Currently there is no easy way to tell that the mounted file system
contains errors other than checking for log messages, or reading the
information directly from superblock.
This patch adds new sysfs entry "contains_errors" for each ext4 file
system so user can simply check
cat /sys/fs/ext4/sda/contains_errors
If the file system is not marked as containing errors then the file is
empty. Otherwise it would print the same information that could be found
in the log. For example:
error count: 1
EXT4-fs (sda): initial error at 1399305407: trigger_test_error:2630
EXT4-fs (sda): last error at 1399305407: trigger_test_error:2630
Signed-off-by: Lukas Czerner <[email protected]>
---
fs/ext4/super.c | 100 ++++++++++++++++++++++++++++++++++++++------------------
1 file changed, 68 insertions(+), 32 deletions(-)

Boundary annotation rows:
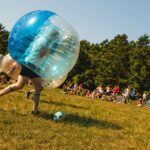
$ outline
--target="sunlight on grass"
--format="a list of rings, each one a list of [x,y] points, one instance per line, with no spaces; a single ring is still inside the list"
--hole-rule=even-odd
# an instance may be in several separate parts
[[[45,90],[38,116],[24,90],[1,97],[0,149],[150,149],[150,109]],[[53,114],[65,119],[53,121]]]

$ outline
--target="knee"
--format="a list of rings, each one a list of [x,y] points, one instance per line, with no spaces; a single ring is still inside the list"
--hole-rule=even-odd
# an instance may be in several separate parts
[[[22,89],[23,87],[24,87],[24,85],[22,85],[22,84],[15,84],[15,85],[14,85],[14,88],[15,88],[16,90]]]

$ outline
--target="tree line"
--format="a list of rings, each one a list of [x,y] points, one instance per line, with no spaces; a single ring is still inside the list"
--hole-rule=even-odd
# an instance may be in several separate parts
[[[6,54],[9,31],[0,24],[0,53]],[[129,41],[126,34],[118,34],[112,40],[100,43],[80,41],[79,59],[68,74],[65,83],[83,83],[85,88],[94,89],[118,84],[120,87],[150,90],[150,37],[140,36]]]

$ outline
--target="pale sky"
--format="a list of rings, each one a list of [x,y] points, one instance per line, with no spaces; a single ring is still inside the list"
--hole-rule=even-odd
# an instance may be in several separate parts
[[[77,30],[80,40],[100,43],[117,34],[137,40],[150,35],[150,0],[0,0],[0,22],[11,31],[14,23],[34,10],[50,10]]]

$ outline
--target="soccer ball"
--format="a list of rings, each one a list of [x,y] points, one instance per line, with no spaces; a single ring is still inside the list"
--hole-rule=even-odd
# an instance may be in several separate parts
[[[65,118],[65,113],[62,111],[58,111],[54,114],[54,120],[59,121]]]

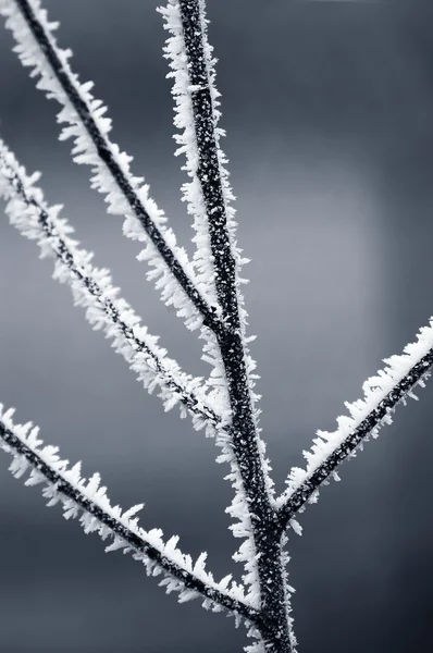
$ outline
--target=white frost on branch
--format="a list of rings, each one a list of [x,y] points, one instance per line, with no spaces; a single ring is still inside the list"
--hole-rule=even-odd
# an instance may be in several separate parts
[[[269,496],[273,497],[271,466],[265,456],[264,442],[259,436],[260,409],[257,407],[257,404],[260,396],[253,391],[256,379],[258,379],[259,377],[255,373],[256,362],[248,352],[248,343],[255,340],[255,336],[246,336],[248,316],[244,306],[244,297],[240,289],[242,284],[247,283],[247,280],[240,276],[242,267],[244,263],[249,262],[249,260],[242,257],[242,250],[238,248],[236,242],[236,211],[232,206],[232,202],[234,201],[235,197],[233,195],[232,187],[228,181],[228,171],[225,168],[228,160],[220,145],[221,137],[225,135],[225,131],[219,126],[219,121],[221,118],[221,111],[219,109],[219,97],[221,94],[218,91],[215,86],[216,59],[213,57],[213,47],[209,44],[208,39],[209,21],[206,17],[206,4],[202,0],[199,0],[198,5],[200,13],[200,39],[202,50],[205,53],[207,82],[212,104],[212,128],[219,162],[219,181],[221,183],[221,190],[224,202],[224,212],[228,237],[231,242],[232,256],[234,258],[236,267],[235,283],[237,293],[237,304],[242,328],[244,358],[246,364],[249,394],[252,406],[252,417],[255,419],[256,424],[258,449],[259,455],[261,457],[267,490]],[[195,242],[196,244],[196,251],[193,259],[194,266],[197,270],[196,279],[200,284],[202,284],[203,292],[206,292],[208,296],[211,296],[212,303],[216,303],[218,296],[214,283],[215,272],[209,232],[209,220],[211,217],[208,215],[202,183],[199,177],[200,152],[197,143],[197,125],[195,121],[193,106],[193,94],[197,90],[197,88],[193,85],[190,74],[188,71],[188,54],[186,50],[185,35],[182,23],[181,5],[178,0],[169,0],[168,4],[165,7],[160,7],[158,11],[163,16],[164,29],[166,29],[170,34],[164,47],[164,57],[169,60],[171,69],[171,72],[168,74],[168,77],[173,79],[172,95],[175,100],[174,125],[178,130],[178,132],[174,135],[174,139],[178,146],[177,150],[175,151],[175,155],[185,155],[186,163],[182,168],[182,170],[184,170],[190,178],[189,182],[183,184],[182,193],[183,200],[186,202],[188,213],[194,219],[193,225],[196,232],[193,238],[193,242]],[[224,373],[224,365],[215,340],[208,340],[208,342],[205,345],[205,353],[202,359],[213,366],[213,370],[211,372],[209,381],[213,382],[215,384],[215,387],[221,387],[221,392],[223,393],[223,397],[225,398],[226,407],[228,409],[230,397],[225,391],[226,380]],[[236,538],[245,539],[245,541],[239,546],[238,551],[234,554],[233,557],[236,562],[240,562],[244,564],[245,574],[243,576],[243,581],[246,584],[246,587],[249,587],[248,599],[253,605],[258,606],[260,604],[260,583],[257,566],[257,551],[253,541],[253,532],[249,515],[248,501],[245,495],[242,476],[230,441],[225,442],[223,438],[220,438],[219,446],[222,447],[223,453],[218,457],[216,460],[219,463],[228,463],[231,465],[231,472],[225,477],[225,479],[232,482],[232,485],[235,491],[233,502],[231,506],[226,509],[231,517],[235,519],[235,523],[231,527],[231,530],[233,531],[233,534]]]
[[[189,411],[197,429],[206,427],[209,434],[214,434],[220,424],[219,408],[203,392],[202,379],[184,373],[166,356],[158,337],[148,333],[132,307],[119,297],[120,288],[113,286],[109,271],[91,266],[92,252],[71,237],[73,227],[59,218],[62,207],[47,205],[42,190],[35,186],[38,177],[38,173],[27,176],[0,139],[0,197],[8,200],[11,224],[37,241],[40,258],[55,259],[53,278],[70,285],[75,305],[86,309],[94,330],[102,329],[112,338],[112,346],[149,393],[159,387],[165,410],[178,404],[183,416]]]
[[[343,454],[345,453],[344,447],[346,443],[352,439],[355,432],[362,427],[363,422],[367,424],[367,420],[371,420],[373,426],[370,429],[366,429],[366,434],[362,436],[359,444],[347,454],[348,458],[356,456],[358,449],[362,451],[363,443],[367,442],[370,436],[376,439],[380,434],[380,429],[384,424],[392,423],[392,414],[395,411],[398,404],[401,403],[406,406],[408,398],[418,399],[418,396],[413,393],[413,389],[417,385],[420,387],[425,386],[425,381],[431,375],[431,368],[433,365],[432,352],[433,318],[430,319],[429,326],[422,326],[420,329],[417,334],[417,341],[405,346],[401,355],[394,355],[391,358],[383,359],[383,361],[387,364],[386,367],[379,370],[374,377],[370,377],[364,381],[362,385],[364,393],[363,398],[352,403],[345,402],[349,416],[342,415],[337,418],[338,426],[335,431],[317,431],[317,438],[313,441],[311,449],[304,452],[304,456],[307,459],[307,467],[306,469],[294,467],[290,470],[286,480],[287,490],[276,502],[279,508],[287,506],[290,497],[296,492],[302,490],[314,472],[321,468],[326,469],[326,467],[330,467],[333,456],[341,447],[343,448]],[[428,358],[428,360],[425,360],[425,358]],[[416,372],[416,368],[420,369]],[[403,390],[398,390],[400,383],[405,383]],[[386,406],[387,402],[389,403],[389,407],[386,407],[384,416],[380,419],[375,419],[374,412],[381,405]],[[327,484],[331,477],[334,478],[334,480],[339,481],[335,467],[336,465],[333,466],[333,471],[321,482],[321,485]],[[309,496],[308,503],[316,503],[318,496],[319,489]],[[306,504],[298,508],[298,510],[302,512],[305,507]],[[292,519],[289,525],[298,532],[299,525],[296,520]],[[300,532],[298,532],[298,534],[300,534]]]
[[[90,90],[94,84],[91,82],[82,84],[77,75],[72,72],[69,63],[72,51],[59,48],[53,36],[58,23],[49,22],[47,12],[41,9],[39,0],[28,0],[26,4],[30,8],[44,38],[49,42],[58,61],[62,84],[55,75],[52,61],[50,62],[35,39],[20,5],[14,0],[0,0],[0,13],[7,17],[5,26],[15,38],[14,51],[18,54],[21,62],[23,65],[33,69],[30,76],[39,77],[37,88],[44,90],[49,99],[55,99],[62,106],[62,110],[58,114],[58,122],[65,123],[66,126],[62,128],[60,139],[74,139],[73,160],[76,163],[85,163],[91,167],[91,186],[104,195],[108,211],[125,217],[124,234],[129,238],[145,243],[145,248],[137,258],[147,260],[151,266],[151,270],[147,275],[156,282],[156,287],[161,291],[162,300],[166,305],[174,306],[177,315],[184,318],[188,329],[194,330],[201,326],[202,334],[206,336],[208,330],[202,328],[202,316],[186,298],[184,289],[174,278],[170,266],[164,262],[154,243],[144,232],[143,224],[140,224],[137,217],[137,210],[149,218],[149,229],[157,234],[160,241],[164,242],[170,256],[181,266],[191,287],[194,287],[194,267],[188,261],[185,249],[176,245],[173,231],[165,226],[166,218],[154,200],[149,197],[149,186],[144,183],[143,177],[134,176],[131,173],[132,157],[122,152],[119,146],[110,140],[111,120],[104,115],[107,107],[92,97]],[[81,104],[86,116],[85,122],[83,115],[78,114],[65,93],[66,85],[72,89],[71,93],[74,94],[76,101]],[[90,123],[92,123],[91,127],[89,127]],[[89,130],[94,130],[100,144],[99,148],[96,147],[94,139],[90,137]],[[117,169],[116,175],[110,171],[102,160],[101,152],[106,152],[114,162]],[[127,199],[127,195],[133,198],[134,209]],[[207,298],[205,297],[205,299]]]
[[[38,427],[32,422],[14,424],[13,414],[13,408],[3,411],[0,404],[0,447],[12,456],[9,469],[15,478],[29,472],[25,485],[44,483],[48,507],[60,504],[64,518],[77,518],[86,534],[97,532],[102,540],[111,538],[107,552],[123,550],[146,566],[148,576],[162,574],[159,584],[166,593],[178,592],[180,603],[201,599],[203,607],[212,612],[226,608],[247,621],[256,616],[240,586],[230,583],[228,577],[216,582],[206,570],[206,553],[194,563],[177,547],[177,535],[164,542],[160,529],[146,531],[139,527],[135,515],[144,504],[126,512],[112,506],[99,473],[83,478],[81,463],[71,467],[69,460],[60,458],[59,447],[44,446]]]

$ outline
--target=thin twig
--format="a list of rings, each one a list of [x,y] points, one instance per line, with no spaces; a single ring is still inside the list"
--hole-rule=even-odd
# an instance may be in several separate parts
[[[102,539],[112,535],[113,544],[107,550],[123,549],[131,552],[135,559],[141,560],[147,566],[149,575],[158,576],[161,571],[165,572],[174,582],[170,586],[170,580],[169,582],[164,580],[160,584],[168,586],[168,591],[181,592],[181,602],[201,595],[214,604],[214,607],[221,606],[250,621],[258,619],[259,615],[253,608],[233,595],[236,592],[242,593],[237,586],[231,590],[231,593],[219,589],[218,583],[203,570],[203,554],[197,565],[201,576],[199,578],[194,571],[189,556],[185,556],[176,547],[177,540],[164,544],[159,530],[145,531],[137,526],[136,519],[131,519],[129,515],[135,509],[122,516],[119,506],[111,506],[107,489],[99,488],[99,475],[94,475],[86,486],[76,466],[66,469],[67,461],[59,458],[58,447],[40,448],[42,443],[37,438],[37,428],[28,432],[32,423],[12,424],[13,410],[1,414],[2,406],[0,406],[0,443],[2,448],[14,457],[11,466],[12,473],[20,478],[30,466],[33,471],[26,484],[46,482],[48,489],[45,491],[45,496],[50,498],[49,505],[61,501],[66,518],[78,517],[79,509],[83,510],[81,521],[86,532],[98,531]],[[135,508],[140,507],[143,506]],[[225,584],[224,581],[222,584]],[[207,602],[205,603],[209,606]]]
[[[294,468],[286,481],[288,489],[277,500],[281,530],[307,503],[316,502],[320,488],[333,476],[339,480],[337,467],[356,455],[371,435],[376,438],[382,426],[392,423],[392,414],[398,404],[406,404],[408,397],[418,398],[412,391],[417,385],[424,386],[433,366],[433,321],[405,352],[385,359],[389,367],[364,383],[364,399],[346,404],[351,418],[338,418],[334,433],[318,432],[312,452],[305,452],[309,461],[307,470]]]
[[[214,332],[222,333],[215,309],[209,306],[206,299],[200,295],[178,258],[175,256],[172,247],[170,247],[166,236],[164,236],[162,230],[156,224],[156,221],[145,208],[140,197],[143,194],[137,192],[134,180],[131,175],[125,174],[125,159],[127,158],[124,157],[122,162],[120,161],[119,151],[114,149],[107,133],[104,134],[98,126],[95,110],[91,110],[90,103],[89,101],[86,101],[83,93],[84,87],[79,85],[76,76],[73,75],[67,64],[67,52],[58,50],[55,41],[50,34],[49,24],[46,24],[46,21],[40,20],[42,17],[40,15],[41,10],[39,9],[39,12],[35,11],[34,2],[28,0],[11,0],[10,2],[3,2],[3,4],[7,8],[8,5],[13,4],[21,12],[29,33],[40,48],[52,75],[59,83],[60,88],[76,113],[79,125],[83,126],[94,145],[99,164],[100,162],[104,164],[107,171],[110,173],[112,180],[126,200],[128,208],[138,219],[159,256],[164,261],[166,270],[175,278],[186,297],[197,309],[198,313],[201,315],[203,324]],[[38,72],[42,74],[41,70]],[[85,88],[85,90],[88,91],[88,87]],[[51,93],[50,97],[55,97],[55,94]],[[59,98],[55,97],[55,99]],[[100,109],[98,111],[100,115]],[[90,159],[86,162],[90,162]],[[94,161],[91,161],[91,163],[94,163]]]
[[[150,389],[153,384],[161,386],[161,398],[165,409],[180,402],[193,416],[200,418],[200,424],[210,423],[219,427],[221,418],[207,404],[206,395],[201,396],[199,387],[197,390],[200,394],[190,389],[191,385],[198,386],[200,379],[193,379],[185,374],[177,362],[166,358],[165,350],[156,344],[157,338],[150,335],[146,328],[139,325],[139,319],[128,304],[124,299],[115,298],[117,288],[111,284],[110,276],[108,274],[101,276],[99,271],[91,267],[89,263],[91,255],[84,249],[78,249],[77,243],[66,235],[72,232],[72,227],[65,219],[58,218],[55,207],[48,207],[40,188],[33,185],[32,178],[25,174],[24,169],[20,167],[14,155],[1,139],[0,177],[3,177],[5,183],[5,195],[22,201],[22,206],[10,205],[11,222],[23,235],[38,238],[42,251],[48,245],[57,260],[69,270],[67,281],[72,283],[75,279],[82,288],[87,291],[94,299],[87,303],[88,309],[99,310],[99,315],[87,313],[90,321],[99,326],[99,320],[103,320],[107,335],[117,341],[117,350],[126,357],[132,368],[139,374],[144,374],[146,386]],[[61,271],[59,275],[63,279]],[[83,301],[83,294],[79,294],[76,299]]]

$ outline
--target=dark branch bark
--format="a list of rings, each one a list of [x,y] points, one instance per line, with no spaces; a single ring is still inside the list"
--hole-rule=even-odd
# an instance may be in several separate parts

-- EXERCISES TO COMPLETE --
#1 Write out the part of the ext4 patch note from "This patch adds" up to and including "insertions(+), 32 deletions(-)".
#2 According to the ext4 patch note, what does the new sysfs file contain when the file system is not marked as containing errors?
#3 Proceed with the ext4 patch note, starting after its final line.

-- ANSWERS TO THE EXERCISES --
#1
This patch adds new sysfs entry "contains_errors" for each ext4 file
system so user can simply check
cat /sys/fs/ext4/sda/contains_errors
If the file system is not marked as containing errors then the file is
empty. Otherwise it would print the same information that could be found
in the log. For example:
error count: 1
EXT4-fs (sda): initial error at 1399305407: trigger_test_error:2630
EXT4-fs (sda): last error at 1399305407: trigger_test_error:2630
Signed-off-by: Lukas Czerner <[email protected]>
---
fs/ext4/super.c | 100 ++++++++++++++++++++++++++++++++++++++------------------
1 file changed, 68 insertions(+), 32 deletions(-)

#2 The file is empty.

#3
diff --git a/fs/ext4/super.c b/fs/ext4/super.c
index 6f9e6fa..61dc3d6 100644
--- a/fs/ext4/super.c
+++ b/fs/ext4/super.c
@@ -2502,6 +2502,59 @@ static ssize_t lifetime_write_kbytes_show(struct ext4_attr *a,
EXT4_SB(sb)->s_sectors_written_start) >> 1)));
}
+static ssize_t get_fs_errors(struct ext4_sb_info *sbi, char *buf, ssize_t size)
+{
+ struct super_block *sb = sbi->s_buddy_cache->i_sb;
+ struct ext4_super_block *es = sbi->s_es;
+ int len = 0;
+
+ if (es->s_error_count)
+ len = snprintf(buf + len, size - len,
+ "error count: %u\n",
+ le32_to_cpu(es->s_error_count));
+ if (es->s_first_error_time) {
+ len += snprintf(buf + len, size - len,
+ "EXT4-fs (%s): initial error at %u: %.*s:%d",
+ sb->s_id, le32_to_cpu(es->s_first_error_time),
+ (int) sizeof(es->s_first_error_func),
+ es->s_first_error_func,
+ le32_to_cpu(es->s_first_error_line));
+ if (es->s_first_error_ino)
+ len += snprintf(buf + len, size - len,
+ ": inode %u",
+ le32_to_cpu(es->s_first_error_ino));
+ if (es->s_first_error_block)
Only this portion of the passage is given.